*** DATA FOR THIS EXERCISE Section Begins ***
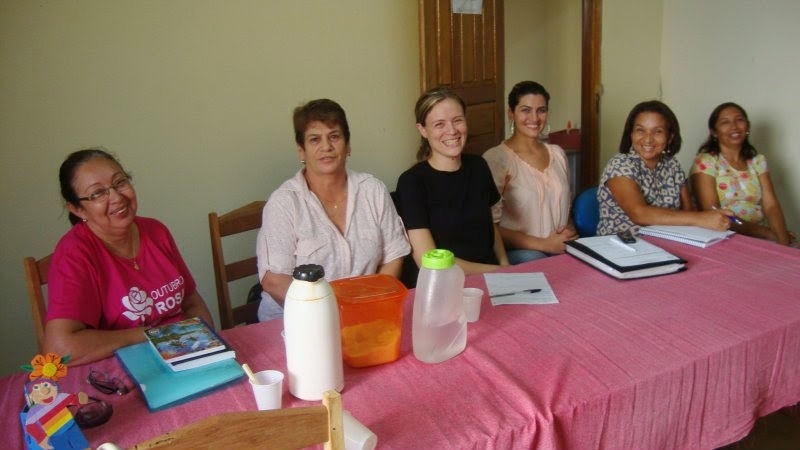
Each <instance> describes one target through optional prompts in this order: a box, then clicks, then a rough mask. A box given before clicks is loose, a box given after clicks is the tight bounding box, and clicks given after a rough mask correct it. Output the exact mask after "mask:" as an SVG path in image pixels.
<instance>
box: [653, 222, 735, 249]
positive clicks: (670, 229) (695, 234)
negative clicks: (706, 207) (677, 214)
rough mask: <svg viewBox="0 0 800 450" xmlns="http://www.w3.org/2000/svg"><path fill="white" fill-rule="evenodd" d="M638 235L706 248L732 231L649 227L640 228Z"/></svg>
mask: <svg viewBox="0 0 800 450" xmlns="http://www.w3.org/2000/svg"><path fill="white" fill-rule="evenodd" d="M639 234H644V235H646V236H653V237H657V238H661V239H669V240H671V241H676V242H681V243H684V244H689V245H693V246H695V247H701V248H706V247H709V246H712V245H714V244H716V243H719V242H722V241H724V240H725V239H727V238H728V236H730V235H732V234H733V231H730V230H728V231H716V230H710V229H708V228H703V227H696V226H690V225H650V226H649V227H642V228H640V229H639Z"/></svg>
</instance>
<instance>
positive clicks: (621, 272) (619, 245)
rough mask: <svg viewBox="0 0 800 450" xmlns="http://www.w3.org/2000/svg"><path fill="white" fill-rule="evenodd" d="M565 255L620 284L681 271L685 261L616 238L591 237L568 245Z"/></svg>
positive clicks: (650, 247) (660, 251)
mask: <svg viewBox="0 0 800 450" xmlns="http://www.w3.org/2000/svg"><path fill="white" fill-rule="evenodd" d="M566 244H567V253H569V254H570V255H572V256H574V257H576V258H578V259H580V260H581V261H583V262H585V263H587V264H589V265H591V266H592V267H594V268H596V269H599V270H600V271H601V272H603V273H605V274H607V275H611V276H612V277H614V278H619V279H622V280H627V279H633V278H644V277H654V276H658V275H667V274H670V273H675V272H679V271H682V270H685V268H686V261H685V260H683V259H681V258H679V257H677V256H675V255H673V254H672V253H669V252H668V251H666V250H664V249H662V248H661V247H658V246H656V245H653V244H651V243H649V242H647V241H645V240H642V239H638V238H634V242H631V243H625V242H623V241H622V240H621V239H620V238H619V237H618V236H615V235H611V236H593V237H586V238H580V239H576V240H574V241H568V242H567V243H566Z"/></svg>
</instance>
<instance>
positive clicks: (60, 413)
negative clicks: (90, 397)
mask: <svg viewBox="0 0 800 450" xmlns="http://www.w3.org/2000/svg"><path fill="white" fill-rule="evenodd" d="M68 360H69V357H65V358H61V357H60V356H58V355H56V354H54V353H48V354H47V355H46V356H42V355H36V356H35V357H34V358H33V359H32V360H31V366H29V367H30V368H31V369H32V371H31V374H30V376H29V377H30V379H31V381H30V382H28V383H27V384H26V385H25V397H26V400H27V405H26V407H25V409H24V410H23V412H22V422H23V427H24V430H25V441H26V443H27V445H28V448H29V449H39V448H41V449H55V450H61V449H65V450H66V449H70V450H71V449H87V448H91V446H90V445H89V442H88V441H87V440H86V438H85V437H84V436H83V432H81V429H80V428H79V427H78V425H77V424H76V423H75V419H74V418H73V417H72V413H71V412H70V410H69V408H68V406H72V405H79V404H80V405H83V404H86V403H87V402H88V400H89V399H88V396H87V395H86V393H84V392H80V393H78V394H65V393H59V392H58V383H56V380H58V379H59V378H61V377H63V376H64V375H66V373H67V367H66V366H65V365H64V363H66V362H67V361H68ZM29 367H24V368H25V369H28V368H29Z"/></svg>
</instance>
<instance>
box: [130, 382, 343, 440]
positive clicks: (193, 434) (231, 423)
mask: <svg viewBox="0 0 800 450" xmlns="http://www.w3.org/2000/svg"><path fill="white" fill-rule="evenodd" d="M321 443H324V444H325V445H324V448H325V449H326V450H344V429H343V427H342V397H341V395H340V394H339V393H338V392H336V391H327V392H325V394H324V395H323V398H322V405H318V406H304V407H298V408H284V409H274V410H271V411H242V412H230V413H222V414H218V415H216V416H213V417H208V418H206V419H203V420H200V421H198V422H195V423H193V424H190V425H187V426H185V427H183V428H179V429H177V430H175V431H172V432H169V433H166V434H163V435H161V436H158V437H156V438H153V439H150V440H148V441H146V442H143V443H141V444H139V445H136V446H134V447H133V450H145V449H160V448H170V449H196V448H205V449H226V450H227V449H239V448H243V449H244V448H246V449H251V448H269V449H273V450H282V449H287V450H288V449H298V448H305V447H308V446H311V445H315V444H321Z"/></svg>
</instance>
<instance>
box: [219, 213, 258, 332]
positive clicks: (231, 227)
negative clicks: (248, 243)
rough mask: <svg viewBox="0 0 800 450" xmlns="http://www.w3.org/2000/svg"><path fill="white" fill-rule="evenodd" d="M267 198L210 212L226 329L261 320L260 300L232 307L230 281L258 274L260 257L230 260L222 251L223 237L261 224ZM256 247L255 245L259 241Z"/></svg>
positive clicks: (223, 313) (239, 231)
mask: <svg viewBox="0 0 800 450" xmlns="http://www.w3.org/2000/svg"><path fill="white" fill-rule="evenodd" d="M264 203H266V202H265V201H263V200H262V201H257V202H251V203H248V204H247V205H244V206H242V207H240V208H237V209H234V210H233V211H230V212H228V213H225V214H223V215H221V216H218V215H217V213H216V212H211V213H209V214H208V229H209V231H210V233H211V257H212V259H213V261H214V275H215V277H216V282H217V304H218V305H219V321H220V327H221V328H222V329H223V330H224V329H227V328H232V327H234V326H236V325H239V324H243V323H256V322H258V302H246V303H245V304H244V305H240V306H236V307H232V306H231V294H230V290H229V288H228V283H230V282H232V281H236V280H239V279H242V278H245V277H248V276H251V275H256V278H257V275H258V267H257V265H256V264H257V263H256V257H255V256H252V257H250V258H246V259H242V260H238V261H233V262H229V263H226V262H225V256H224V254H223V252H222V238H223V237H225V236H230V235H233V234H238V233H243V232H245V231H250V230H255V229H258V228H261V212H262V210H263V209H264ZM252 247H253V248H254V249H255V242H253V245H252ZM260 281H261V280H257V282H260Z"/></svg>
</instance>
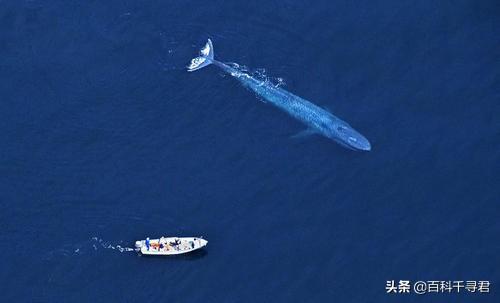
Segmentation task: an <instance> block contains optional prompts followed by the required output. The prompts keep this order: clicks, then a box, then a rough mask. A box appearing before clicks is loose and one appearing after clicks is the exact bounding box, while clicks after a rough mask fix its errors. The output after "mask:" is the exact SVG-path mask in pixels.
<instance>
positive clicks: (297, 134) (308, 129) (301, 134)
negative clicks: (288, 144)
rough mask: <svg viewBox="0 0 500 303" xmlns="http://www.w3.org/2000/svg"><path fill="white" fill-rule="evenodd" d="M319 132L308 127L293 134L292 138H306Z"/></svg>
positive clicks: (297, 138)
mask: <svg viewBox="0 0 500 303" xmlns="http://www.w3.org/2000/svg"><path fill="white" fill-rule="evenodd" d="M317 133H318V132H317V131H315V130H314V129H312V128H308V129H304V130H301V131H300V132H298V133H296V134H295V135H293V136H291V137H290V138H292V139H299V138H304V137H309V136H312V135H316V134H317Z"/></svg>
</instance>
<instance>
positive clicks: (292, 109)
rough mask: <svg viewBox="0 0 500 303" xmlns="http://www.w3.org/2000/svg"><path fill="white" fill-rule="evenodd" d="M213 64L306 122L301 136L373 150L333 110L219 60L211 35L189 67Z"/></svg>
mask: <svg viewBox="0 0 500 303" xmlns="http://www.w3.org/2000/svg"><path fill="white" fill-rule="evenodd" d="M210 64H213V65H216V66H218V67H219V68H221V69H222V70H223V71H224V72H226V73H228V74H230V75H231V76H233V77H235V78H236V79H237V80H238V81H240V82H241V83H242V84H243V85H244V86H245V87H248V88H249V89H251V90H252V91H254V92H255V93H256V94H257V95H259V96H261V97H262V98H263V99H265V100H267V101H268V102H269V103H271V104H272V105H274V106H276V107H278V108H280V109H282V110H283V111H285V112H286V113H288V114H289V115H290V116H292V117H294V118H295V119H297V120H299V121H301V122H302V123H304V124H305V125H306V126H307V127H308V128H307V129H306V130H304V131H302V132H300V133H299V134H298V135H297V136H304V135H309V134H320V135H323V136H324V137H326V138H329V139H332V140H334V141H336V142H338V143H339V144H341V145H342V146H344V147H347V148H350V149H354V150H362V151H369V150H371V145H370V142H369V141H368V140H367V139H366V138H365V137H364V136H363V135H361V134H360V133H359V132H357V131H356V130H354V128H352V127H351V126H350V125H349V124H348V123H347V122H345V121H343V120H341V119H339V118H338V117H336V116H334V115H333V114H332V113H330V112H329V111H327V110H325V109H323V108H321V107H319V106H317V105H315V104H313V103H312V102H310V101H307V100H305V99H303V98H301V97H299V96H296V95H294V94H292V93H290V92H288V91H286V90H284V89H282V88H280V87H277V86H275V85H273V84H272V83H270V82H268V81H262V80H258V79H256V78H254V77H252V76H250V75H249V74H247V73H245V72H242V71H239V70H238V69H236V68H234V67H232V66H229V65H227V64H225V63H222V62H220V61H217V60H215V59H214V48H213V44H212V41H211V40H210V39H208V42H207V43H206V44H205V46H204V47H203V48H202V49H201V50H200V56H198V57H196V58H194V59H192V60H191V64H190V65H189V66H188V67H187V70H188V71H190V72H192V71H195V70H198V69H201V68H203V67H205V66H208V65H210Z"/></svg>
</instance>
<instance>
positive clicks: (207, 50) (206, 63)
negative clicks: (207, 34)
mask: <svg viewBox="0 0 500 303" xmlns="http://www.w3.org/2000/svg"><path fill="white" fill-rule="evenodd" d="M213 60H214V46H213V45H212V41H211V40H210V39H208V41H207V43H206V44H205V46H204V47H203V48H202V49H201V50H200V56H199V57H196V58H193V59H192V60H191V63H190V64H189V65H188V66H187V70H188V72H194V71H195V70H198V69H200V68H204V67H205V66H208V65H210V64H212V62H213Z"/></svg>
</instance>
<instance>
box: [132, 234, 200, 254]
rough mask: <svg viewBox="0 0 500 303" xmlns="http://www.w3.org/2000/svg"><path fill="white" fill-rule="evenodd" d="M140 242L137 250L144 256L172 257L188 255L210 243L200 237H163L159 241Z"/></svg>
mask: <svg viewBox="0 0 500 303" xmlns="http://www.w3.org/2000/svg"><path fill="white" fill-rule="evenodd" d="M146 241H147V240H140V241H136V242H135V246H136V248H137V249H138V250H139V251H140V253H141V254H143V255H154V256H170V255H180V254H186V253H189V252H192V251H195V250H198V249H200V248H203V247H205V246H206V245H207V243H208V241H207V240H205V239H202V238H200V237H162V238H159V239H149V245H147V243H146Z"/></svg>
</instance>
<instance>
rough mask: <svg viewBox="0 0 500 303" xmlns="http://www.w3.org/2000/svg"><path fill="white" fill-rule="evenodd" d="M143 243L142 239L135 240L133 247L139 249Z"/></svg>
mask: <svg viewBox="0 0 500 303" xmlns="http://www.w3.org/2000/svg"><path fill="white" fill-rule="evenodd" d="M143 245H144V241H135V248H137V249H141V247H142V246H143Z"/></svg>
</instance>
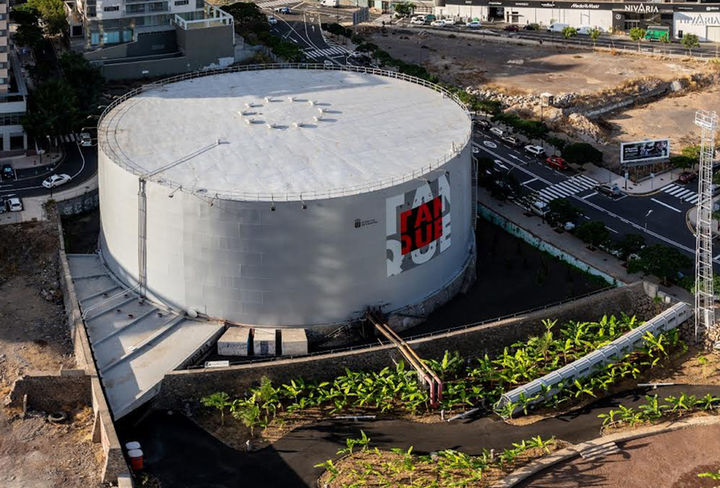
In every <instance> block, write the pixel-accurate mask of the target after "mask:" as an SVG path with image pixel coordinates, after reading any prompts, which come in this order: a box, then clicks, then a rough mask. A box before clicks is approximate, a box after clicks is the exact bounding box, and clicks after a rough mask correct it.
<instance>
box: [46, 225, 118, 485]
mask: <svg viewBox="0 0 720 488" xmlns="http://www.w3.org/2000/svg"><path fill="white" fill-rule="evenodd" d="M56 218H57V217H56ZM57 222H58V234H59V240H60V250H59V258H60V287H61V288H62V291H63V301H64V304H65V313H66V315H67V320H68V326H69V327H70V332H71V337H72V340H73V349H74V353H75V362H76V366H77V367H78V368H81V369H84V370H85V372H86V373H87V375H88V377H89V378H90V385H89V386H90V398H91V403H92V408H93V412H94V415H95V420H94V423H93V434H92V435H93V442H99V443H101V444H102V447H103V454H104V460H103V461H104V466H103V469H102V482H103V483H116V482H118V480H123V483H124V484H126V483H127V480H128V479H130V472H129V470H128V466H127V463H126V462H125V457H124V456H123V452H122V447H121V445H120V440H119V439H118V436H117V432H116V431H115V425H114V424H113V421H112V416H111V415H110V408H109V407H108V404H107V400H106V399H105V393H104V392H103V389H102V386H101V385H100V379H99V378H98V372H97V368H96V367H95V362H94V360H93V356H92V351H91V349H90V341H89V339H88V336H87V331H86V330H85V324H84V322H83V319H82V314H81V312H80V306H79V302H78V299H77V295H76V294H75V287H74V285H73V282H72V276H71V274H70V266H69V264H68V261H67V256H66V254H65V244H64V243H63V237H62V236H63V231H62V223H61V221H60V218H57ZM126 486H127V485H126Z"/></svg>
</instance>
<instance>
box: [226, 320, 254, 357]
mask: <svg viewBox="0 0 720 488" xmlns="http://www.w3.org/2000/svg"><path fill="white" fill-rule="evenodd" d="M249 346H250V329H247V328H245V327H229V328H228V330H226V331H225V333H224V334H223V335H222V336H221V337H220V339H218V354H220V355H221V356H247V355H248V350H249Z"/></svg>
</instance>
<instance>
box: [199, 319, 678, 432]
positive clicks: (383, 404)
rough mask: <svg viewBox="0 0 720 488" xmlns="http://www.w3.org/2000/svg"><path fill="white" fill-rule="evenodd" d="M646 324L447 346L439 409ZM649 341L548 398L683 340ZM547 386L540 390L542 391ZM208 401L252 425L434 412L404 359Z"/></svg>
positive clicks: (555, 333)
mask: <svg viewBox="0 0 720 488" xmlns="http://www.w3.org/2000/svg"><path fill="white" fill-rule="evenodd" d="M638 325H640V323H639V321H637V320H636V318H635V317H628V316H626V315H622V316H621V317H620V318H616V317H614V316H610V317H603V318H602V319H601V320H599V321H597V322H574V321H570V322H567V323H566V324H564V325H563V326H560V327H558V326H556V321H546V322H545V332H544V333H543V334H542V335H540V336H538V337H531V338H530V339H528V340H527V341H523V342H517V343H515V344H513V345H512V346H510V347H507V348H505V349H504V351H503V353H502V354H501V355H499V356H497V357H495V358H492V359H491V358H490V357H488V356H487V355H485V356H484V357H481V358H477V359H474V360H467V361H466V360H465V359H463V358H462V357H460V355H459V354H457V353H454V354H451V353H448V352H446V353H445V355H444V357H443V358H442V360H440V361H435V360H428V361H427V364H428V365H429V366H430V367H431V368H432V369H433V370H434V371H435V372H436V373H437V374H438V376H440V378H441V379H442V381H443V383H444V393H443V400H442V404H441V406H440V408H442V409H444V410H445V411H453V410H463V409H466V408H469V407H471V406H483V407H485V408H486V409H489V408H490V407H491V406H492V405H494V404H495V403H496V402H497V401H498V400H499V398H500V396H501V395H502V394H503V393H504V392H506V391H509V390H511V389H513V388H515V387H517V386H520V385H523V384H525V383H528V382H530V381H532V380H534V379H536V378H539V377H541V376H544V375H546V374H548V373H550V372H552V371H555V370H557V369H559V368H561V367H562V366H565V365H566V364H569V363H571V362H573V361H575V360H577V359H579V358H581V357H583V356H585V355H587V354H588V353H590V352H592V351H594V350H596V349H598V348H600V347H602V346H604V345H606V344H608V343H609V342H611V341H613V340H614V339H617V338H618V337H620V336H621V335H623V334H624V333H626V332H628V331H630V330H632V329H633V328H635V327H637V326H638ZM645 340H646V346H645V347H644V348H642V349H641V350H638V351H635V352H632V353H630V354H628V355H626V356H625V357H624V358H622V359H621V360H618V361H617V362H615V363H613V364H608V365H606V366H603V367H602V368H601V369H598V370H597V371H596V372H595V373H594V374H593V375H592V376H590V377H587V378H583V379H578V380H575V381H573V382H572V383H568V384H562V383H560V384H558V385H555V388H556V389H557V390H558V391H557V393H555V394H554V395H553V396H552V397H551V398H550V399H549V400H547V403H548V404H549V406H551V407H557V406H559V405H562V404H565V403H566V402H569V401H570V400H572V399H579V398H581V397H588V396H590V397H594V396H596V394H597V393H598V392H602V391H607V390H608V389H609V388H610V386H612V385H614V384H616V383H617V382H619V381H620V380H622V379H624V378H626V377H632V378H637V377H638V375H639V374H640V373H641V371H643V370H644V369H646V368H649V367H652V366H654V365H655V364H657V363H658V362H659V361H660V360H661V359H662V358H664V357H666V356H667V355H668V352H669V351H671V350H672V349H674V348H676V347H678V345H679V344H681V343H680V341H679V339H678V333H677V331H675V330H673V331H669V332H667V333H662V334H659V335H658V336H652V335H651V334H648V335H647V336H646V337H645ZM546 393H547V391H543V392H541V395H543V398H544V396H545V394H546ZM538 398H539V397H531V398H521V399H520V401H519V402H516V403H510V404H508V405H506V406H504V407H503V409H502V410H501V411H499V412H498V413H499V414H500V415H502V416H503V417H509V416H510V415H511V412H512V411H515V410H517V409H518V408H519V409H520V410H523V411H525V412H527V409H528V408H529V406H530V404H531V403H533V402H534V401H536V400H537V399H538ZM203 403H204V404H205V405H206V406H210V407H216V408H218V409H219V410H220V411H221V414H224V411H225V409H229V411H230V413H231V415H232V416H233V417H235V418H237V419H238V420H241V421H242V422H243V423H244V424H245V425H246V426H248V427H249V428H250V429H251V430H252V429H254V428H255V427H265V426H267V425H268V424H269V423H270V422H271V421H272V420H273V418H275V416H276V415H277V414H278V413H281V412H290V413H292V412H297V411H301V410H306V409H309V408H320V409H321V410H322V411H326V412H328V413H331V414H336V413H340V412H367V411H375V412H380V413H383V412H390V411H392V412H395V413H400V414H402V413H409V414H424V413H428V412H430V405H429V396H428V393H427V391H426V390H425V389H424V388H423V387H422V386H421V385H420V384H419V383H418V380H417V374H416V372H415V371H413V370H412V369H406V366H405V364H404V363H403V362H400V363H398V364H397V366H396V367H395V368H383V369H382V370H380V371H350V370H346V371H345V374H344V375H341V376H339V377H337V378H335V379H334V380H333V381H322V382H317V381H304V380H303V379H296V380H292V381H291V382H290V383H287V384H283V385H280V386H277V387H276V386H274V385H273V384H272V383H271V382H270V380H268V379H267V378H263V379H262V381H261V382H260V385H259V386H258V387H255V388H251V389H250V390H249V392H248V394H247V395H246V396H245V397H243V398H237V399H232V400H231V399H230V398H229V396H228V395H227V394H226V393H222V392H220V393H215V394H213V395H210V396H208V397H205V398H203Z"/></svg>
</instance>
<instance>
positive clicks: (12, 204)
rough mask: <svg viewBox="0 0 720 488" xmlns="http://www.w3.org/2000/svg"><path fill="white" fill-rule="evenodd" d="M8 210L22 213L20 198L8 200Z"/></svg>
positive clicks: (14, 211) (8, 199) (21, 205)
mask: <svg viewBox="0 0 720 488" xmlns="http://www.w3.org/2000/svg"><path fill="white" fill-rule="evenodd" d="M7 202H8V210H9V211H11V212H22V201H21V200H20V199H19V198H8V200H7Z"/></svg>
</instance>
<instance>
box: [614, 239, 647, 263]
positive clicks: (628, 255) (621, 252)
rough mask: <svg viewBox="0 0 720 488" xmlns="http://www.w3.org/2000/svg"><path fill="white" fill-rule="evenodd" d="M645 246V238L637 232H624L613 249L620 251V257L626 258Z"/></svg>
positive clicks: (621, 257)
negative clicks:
*** DATA FOR THIS EXERCISE Section Ends ***
**EXERCISE REQUIREMENTS:** Word for word, restate the lines of the data above that fall between the line holding "negative clicks: (207, 34)" and the line holding "box: [132, 234, 200, 254]", inclusive, and no other lines.

**EXERCISE OUTPUT:**
negative clicks: (207, 34)
mask: <svg viewBox="0 0 500 303" xmlns="http://www.w3.org/2000/svg"><path fill="white" fill-rule="evenodd" d="M213 60H214V46H213V45H212V41H211V40H210V39H208V41H207V43H206V44H205V46H204V47H203V48H202V49H201V50H200V56H199V57H196V58H193V59H192V60H191V63H190V64H189V65H188V66H187V70H188V72H194V71H195V70H198V69H200V68H204V67H205V66H208V65H210V64H212V62H213Z"/></svg>
</instance>
<instance>
box: [132, 234, 200, 254]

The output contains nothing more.